> [Information supplied]:
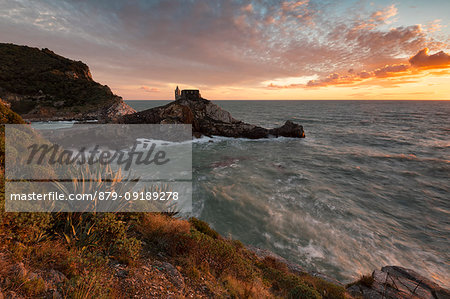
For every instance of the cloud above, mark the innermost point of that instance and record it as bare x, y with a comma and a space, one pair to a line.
423, 60
384, 14
417, 64
390, 70
203, 43
150, 89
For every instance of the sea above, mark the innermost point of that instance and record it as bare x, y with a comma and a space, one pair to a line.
369, 186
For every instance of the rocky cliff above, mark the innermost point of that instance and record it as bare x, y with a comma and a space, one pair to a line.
41, 85
208, 119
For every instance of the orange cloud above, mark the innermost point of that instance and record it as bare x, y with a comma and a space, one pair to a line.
424, 60
419, 63
385, 14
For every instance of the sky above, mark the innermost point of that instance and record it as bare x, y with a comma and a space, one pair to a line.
238, 50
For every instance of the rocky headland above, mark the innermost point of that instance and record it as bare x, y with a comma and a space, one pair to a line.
43, 86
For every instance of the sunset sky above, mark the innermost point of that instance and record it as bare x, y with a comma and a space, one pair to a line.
258, 49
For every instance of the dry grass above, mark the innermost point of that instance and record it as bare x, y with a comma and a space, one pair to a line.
165, 233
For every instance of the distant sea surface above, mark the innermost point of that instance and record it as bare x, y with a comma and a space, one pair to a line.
369, 186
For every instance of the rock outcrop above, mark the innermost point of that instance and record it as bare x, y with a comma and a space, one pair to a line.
397, 282
41, 85
208, 119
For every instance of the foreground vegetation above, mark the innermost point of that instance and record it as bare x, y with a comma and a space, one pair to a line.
84, 255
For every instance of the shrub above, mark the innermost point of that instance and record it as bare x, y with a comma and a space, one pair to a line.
165, 233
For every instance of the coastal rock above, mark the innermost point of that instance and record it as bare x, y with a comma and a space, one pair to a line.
397, 282
207, 119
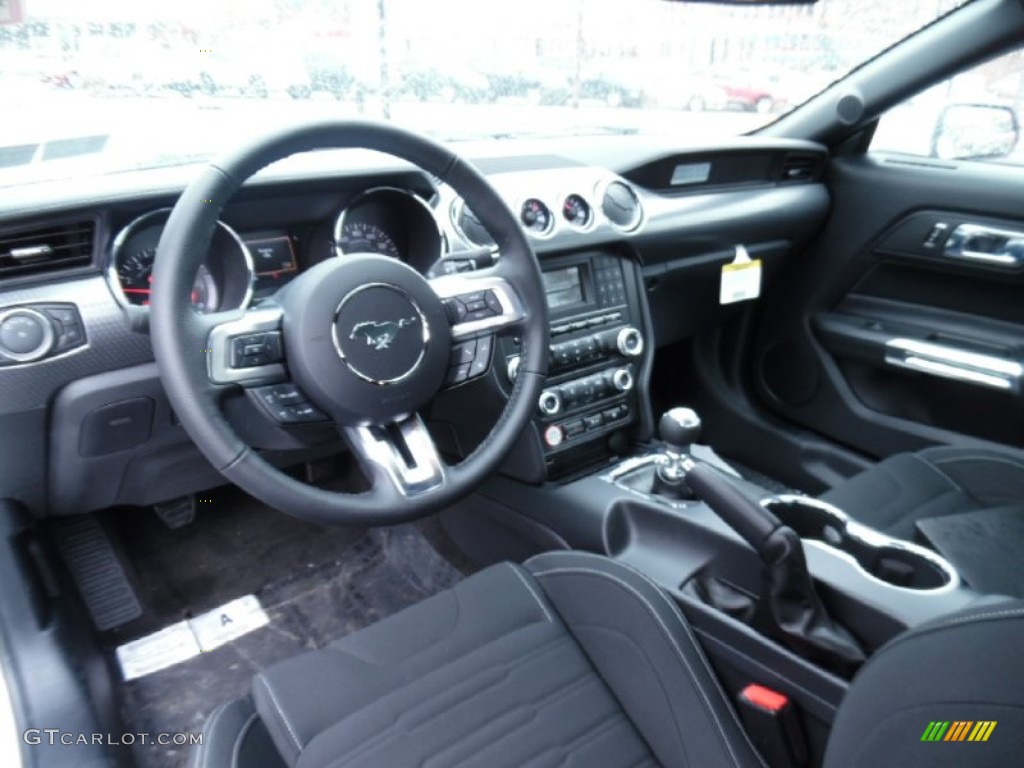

> [Aim]: Write out the items again from the line with "For every instance of the shrub" through the end of the items, with the requests kept and each coordinate in the answers scaled by 2.45 and rounded to a whole number, halves rounded up. Leave the pictures out of your answer.

> [Response to the exercise]:
For every instance of the shrub above, mark the innermost point of that instance and record it as bare x, y with a comma and a space, one pair to a line.
404, 571
For every instance of the coastal rock above, mark the innermost point of that instance and record it as bare x, y with a comma and a space, one pair to a line.
973, 691
507, 292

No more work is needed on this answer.